Your task is to quote the material that follows, in full and exactly.

(Entries from a pointing dataset)
---------------
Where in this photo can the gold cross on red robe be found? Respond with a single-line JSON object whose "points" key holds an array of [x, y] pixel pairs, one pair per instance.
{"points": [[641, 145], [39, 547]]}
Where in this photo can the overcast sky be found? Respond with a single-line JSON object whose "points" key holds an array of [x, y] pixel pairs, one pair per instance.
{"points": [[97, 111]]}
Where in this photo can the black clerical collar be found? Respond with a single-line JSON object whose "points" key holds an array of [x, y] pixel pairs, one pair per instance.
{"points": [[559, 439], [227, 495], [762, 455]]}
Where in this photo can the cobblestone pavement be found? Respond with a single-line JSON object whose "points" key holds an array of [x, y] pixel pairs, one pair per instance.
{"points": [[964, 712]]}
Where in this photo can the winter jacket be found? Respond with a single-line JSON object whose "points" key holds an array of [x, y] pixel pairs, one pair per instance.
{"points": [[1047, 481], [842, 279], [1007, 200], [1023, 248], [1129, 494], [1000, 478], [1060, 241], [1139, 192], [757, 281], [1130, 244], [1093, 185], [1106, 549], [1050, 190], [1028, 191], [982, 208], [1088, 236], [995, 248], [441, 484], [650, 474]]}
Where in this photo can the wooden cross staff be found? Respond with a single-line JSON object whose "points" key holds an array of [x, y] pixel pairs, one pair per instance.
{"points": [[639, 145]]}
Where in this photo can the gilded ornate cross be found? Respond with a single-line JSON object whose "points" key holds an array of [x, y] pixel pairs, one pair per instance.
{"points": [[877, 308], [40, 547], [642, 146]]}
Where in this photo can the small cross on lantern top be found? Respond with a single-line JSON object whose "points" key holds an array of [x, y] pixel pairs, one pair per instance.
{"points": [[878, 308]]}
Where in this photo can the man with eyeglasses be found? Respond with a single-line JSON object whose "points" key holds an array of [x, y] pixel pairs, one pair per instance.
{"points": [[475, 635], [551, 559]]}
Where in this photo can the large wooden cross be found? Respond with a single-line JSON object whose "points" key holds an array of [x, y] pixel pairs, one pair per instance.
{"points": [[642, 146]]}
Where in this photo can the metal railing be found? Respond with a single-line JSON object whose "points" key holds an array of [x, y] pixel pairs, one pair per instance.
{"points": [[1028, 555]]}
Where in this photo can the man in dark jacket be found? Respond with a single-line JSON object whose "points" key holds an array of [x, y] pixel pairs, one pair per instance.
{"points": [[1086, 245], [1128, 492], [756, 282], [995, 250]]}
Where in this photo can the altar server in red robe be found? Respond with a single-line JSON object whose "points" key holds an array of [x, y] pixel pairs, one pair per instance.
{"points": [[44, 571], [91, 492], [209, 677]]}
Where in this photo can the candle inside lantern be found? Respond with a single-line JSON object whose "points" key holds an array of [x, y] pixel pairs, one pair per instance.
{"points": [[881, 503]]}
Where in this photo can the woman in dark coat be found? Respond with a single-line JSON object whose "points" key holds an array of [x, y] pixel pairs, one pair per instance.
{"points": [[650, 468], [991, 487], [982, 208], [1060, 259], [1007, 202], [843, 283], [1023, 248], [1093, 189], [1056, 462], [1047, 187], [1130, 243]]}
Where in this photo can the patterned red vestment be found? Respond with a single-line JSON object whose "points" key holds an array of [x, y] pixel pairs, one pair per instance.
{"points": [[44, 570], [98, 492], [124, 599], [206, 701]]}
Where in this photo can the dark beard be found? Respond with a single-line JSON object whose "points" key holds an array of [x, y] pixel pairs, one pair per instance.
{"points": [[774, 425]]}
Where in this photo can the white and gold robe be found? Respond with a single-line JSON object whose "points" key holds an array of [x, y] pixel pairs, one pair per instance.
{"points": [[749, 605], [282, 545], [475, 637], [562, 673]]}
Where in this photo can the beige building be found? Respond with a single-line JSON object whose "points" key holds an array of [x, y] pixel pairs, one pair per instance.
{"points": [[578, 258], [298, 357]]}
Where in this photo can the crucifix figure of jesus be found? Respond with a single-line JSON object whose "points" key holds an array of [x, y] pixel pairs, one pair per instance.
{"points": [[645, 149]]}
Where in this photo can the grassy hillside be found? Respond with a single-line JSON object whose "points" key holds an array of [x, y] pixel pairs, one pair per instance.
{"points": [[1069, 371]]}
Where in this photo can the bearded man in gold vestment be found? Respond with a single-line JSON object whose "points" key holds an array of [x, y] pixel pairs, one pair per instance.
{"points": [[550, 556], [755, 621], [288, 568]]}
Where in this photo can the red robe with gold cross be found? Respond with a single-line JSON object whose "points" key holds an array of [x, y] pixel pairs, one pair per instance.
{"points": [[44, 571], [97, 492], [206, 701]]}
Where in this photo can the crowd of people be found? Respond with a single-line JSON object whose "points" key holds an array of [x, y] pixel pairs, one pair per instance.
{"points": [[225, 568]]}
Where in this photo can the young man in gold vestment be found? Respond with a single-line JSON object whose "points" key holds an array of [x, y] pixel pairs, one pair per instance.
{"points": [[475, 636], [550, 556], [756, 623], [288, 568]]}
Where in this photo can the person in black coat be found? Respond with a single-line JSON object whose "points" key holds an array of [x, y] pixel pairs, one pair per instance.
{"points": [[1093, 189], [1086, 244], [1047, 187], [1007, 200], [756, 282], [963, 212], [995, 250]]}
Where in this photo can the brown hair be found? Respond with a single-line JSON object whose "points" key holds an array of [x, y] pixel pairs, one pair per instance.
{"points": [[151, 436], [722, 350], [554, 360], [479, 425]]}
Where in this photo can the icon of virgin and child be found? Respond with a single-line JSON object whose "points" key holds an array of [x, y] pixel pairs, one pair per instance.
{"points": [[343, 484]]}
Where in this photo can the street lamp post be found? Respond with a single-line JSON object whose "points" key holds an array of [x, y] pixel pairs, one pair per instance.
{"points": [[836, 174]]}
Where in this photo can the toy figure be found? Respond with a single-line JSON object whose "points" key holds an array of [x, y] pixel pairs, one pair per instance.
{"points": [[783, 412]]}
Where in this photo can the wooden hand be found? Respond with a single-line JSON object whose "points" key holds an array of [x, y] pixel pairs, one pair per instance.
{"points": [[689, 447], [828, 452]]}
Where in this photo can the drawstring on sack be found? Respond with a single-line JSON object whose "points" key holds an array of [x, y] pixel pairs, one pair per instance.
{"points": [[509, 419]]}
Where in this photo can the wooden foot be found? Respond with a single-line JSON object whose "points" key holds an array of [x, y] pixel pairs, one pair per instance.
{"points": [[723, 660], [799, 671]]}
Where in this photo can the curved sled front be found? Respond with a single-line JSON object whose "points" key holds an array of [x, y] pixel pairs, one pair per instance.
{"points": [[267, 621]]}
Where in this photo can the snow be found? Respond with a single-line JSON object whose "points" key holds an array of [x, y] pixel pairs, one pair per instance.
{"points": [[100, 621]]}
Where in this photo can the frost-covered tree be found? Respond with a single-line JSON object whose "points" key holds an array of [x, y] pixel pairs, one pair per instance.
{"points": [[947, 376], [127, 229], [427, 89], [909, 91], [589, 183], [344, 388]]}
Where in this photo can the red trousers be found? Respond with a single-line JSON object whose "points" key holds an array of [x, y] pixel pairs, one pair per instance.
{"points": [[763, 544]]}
---------------
**EXERCISE OUTPUT:**
Where in this photo can the gold cross on red robe be found? Respond with a single-line JSON object whose "points" key holds an array of [x, y] pixel pairs, one pair per instance.
{"points": [[641, 145], [39, 547]]}
Where in this photo can the overcast sky be found? Respond with a single-line JSON object whose "points" key holds an array of [x, y] pixel pairs, one pair per instance.
{"points": [[97, 111]]}
Where in this photo can the black clerical collar be found? Respond with a single-line JSON object whose "points" key holds an array of [x, y] pixel pairs, one pair per instance.
{"points": [[559, 439], [227, 495], [762, 455]]}
Where in this photo can the cobblestone pavement be found? Respond with a single-line JSON object whose "points" key holds an array of [x, y] pixel pairs, one pair per instance.
{"points": [[964, 712]]}
Where in this photo can the winter jacket be found? Respond with a single-line JSON object whose "points" key holds an array of [x, y] pixel pairs, one pair per instance.
{"points": [[1047, 481], [842, 279], [1007, 200], [1023, 248], [1129, 494], [1000, 478], [1060, 241], [1139, 192], [757, 281], [1130, 244], [1093, 185], [1106, 549], [1050, 190], [1028, 191], [982, 208], [1088, 236], [995, 248], [441, 484], [650, 474]]}
Where in this photo can the wooden cross staff be found? Respond with a single-line JSON object whose "points" key holds an array of [x, y] pixel pairs, one pair per instance.
{"points": [[639, 145]]}
Where in this photo can the gilded ornate cross be found? Respond with a single-line JSON object whose "points" key holds an array of [x, y] pixel pairs, one pair per instance.
{"points": [[877, 308], [40, 547], [642, 146]]}
Where in this photo can the small cross on lantern top be found? Respond with a single-line JSON object whose "points" key holds an array of [x, y] pixel pairs, one pair per instance.
{"points": [[878, 308]]}
Where in this photo can the man with eyeglasses be found? Respond with a single-line JSON object whose "points" key holds an array of [x, y] pixel pairs, one pair per instance.
{"points": [[475, 635], [551, 559]]}
Where in this photo can the large wooden cross be found? Respond with a single-line JSON object whose "points" key holds an array of [x, y] pixel pairs, one pair per instance.
{"points": [[642, 146]]}
Where in this photo can the metal railing be found? Respond with a single-line JSON object whose "points" key holds an array of [x, y] pixel pairs, one pair per instance.
{"points": [[1028, 555]]}
Where in this photo can the man in dark jacket be found? Respond with a single-line JSON object whose "points" key holds an array of [x, y] pixel pairs, one pair per instance.
{"points": [[1086, 245], [1128, 492], [756, 282], [995, 250]]}
Where in this photo can the altar server in red robe be found? Respond with a single-line JSON object whose "points" key holds an array of [x, y] pixel pairs, one pair per instance.
{"points": [[44, 571], [91, 492], [209, 677]]}
Where in this photo can the candle inside lantern be found? Respond with a single-line JSON object whose "points" key holds an array of [x, y] pixel pairs, one pair per instance.
{"points": [[881, 503]]}
Where in this photo can the woman in dark coat be found? Respond with a single-line JSON object whose "points" key holds an array of [x, y] pixel pairs, one pair per instance.
{"points": [[650, 468], [991, 487], [982, 208], [1060, 259], [1007, 202], [843, 283], [1023, 248], [1093, 189], [1056, 462], [1047, 187], [1130, 243]]}
Where in this photo can the patterned red vestment be found? Respond with a single-line JSON object whose "points" key holds an array of [x, y] pixel pairs, one pair per instance.
{"points": [[44, 570], [98, 492], [124, 599], [206, 701]]}
Where in this photo can the dark beard be found? Respond with a single-line JSON object whose "points" key holds an array of [x, y] pixel pairs, one pair per instance.
{"points": [[774, 425]]}
Where in this photo can the white and gold robe be found? Respond with a single-line JSON object whose "points" key holds an array of [x, y] pixel pairs, one pair per instance.
{"points": [[749, 605], [282, 545], [475, 637], [562, 673]]}
Where in this photo can the beige building be found? Respond with a single-line JSON object whose "points" key holds an array of [x, y] pixel pairs, one pair per instance.
{"points": [[578, 258], [298, 357]]}
Where in this photo can the crucifix figure of jesus be found? Respond with a single-line JSON object whose "points" key holds an array of [x, y] pixel pairs, one pair per instance.
{"points": [[645, 149]]}
Where in this photo can the grassy hillside be found? Respond with a single-line JSON object whose "points" key holds an array of [x, y] pixel pairs, one pair per instance.
{"points": [[1069, 371]]}
Where in this photo can the bearded man in gold vestment be found? Respond with a single-line JSON object whose "points" key holds an array of [x, y] pixel pairs, one pair per instance.
{"points": [[550, 556], [755, 621], [288, 568]]}
Where in this photo can the red robe with gold cross be found? Respond with a single-line JSON object whose "points" key holds an array of [x, y] pixel pairs, one pair per instance.
{"points": [[44, 571], [97, 492], [206, 701]]}
Where in this photo can the crowd of people be found? Respond with a single-line JSON object whose "points" key holds an array of [x, y] pixel pairs, one pair per instance.
{"points": [[225, 568]]}
Where in this photo can the young man in gold vestment be found? Respond with a single-line JSON object whose "points" key holds an array of [x, y] pixel pairs, one pair per instance.
{"points": [[475, 636], [550, 556], [756, 623], [288, 568]]}
Where in this photo can the person in black coat be found? Respond with a single-line JSON object whose "points" key holds an array of [x, y] pixel pairs, one pair per instance.
{"points": [[1093, 189], [1086, 244], [1047, 187], [1007, 200], [756, 282], [963, 212], [995, 250]]}
Where in this photo can the brown hair be found? Respond with a single-line JSON object whose "points" key holds an array of [x, y] pixel pairs, one pair per instance.
{"points": [[151, 436], [722, 350], [554, 360], [479, 425]]}
Where in this photo can the icon of virgin and child be found? Respond with a single-line JSON object whose "points" key holds an array of [x, y] pixel pairs, one pair per instance.
{"points": [[343, 484]]}
Where in this photo can the street lamp post be found? Respond with a single-line JSON object whose "points" key holds an array of [x, y] pixel pairs, one pair per instance.
{"points": [[836, 174]]}
Where in this photo can the toy figure be found? Respond with a single-line JSON object whose "points" key holds an array of [x, y] pixel pairs, one pair per instance.
{"points": [[783, 412]]}
Where in this photo can the wooden hand be found? Respond with a single-line JSON object whose "points" key holds an array of [x, y] pixel pairs, one pair per instance.
{"points": [[689, 447], [828, 452]]}
Where in this photo can the drawstring on sack be found? Respond with a single-line JSON object whose "points" key holds an array of [x, y] pixel pairs, one pair per instance.
{"points": [[509, 419]]}
Where in this photo can the wooden foot be found? Respond with a single-line JSON object whose "points" key holds an array of [x, y] pixel pairs, one pair per instance.
{"points": [[723, 660], [799, 671]]}
Where in this photo can the curved sled front be found? Respond with a single-line JSON object whose "points" key holds an array of [x, y] pixel pairs, one pair per instance.
{"points": [[267, 621]]}
Where in this photo can the snow be found? Respond with a single-line JSON object whose "points" key holds an array of [x, y] pixel pairs, one pair per instance.
{"points": [[100, 621]]}
Where in this photo can the frost-covered tree be found? Respond with a single-line JSON object whose "points" key holds an array of [x, y] pixel pairs, one pair per instance.
{"points": [[947, 376], [127, 229], [427, 89], [909, 91], [589, 183], [344, 388]]}
Where in this photo can the red trousers be found? Respond with a single-line JSON object whose "points" key holds an array of [x, y] pixel pairs, one pair per instance.
{"points": [[763, 544]]}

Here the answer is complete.